[start RECORD SET]
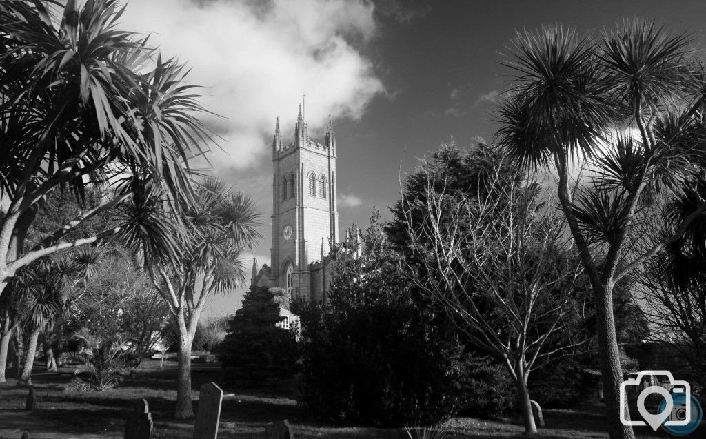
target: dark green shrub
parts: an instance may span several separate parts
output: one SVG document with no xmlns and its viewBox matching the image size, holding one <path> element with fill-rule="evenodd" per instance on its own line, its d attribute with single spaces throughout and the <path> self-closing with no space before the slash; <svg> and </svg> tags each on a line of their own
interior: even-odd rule
<svg viewBox="0 0 706 439">
<path fill-rule="evenodd" d="M 213 349 L 230 378 L 259 385 L 291 378 L 299 349 L 294 334 L 275 326 L 280 307 L 267 287 L 251 287 L 243 306 L 228 321 L 227 334 Z"/>
<path fill-rule="evenodd" d="M 517 396 L 505 366 L 493 364 L 489 357 L 469 356 L 464 367 L 465 373 L 460 381 L 461 414 L 486 419 L 509 415 Z"/>
<path fill-rule="evenodd" d="M 419 304 L 376 220 L 361 243 L 354 233 L 342 245 L 326 306 L 293 308 L 302 327 L 299 401 L 327 421 L 436 425 L 456 411 L 463 348 Z"/>
</svg>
[end RECORD SET]
** STATED PROBLEM **
Write out the records again with "instance" swapped for "object" everywhere it occurs, changing nothing else and leaving out the pictures.

** CORRECT RESULT **
target: dark green shrub
parts: an object may span several separate parts
output: one SVG document with no xmlns and its viewBox matching the image size, holding one <path> element with fill-rule="evenodd" per object on its own line, its d attribute with single spaces throughout and the <path> self-closing with no space before the slash; <svg> and </svg> tags each on a line of their own
interior: even-odd rule
<svg viewBox="0 0 706 439">
<path fill-rule="evenodd" d="M 213 349 L 230 378 L 259 385 L 291 378 L 299 349 L 294 334 L 275 326 L 280 307 L 267 287 L 251 287 L 243 306 L 228 321 L 227 334 Z"/>
<path fill-rule="evenodd" d="M 517 396 L 505 366 L 493 364 L 489 357 L 469 356 L 464 367 L 465 373 L 460 381 L 461 414 L 486 419 L 509 415 Z"/>
<path fill-rule="evenodd" d="M 419 304 L 376 220 L 361 243 L 354 233 L 342 245 L 326 306 L 293 308 L 302 327 L 299 401 L 327 421 L 436 425 L 456 411 L 463 348 Z"/>
</svg>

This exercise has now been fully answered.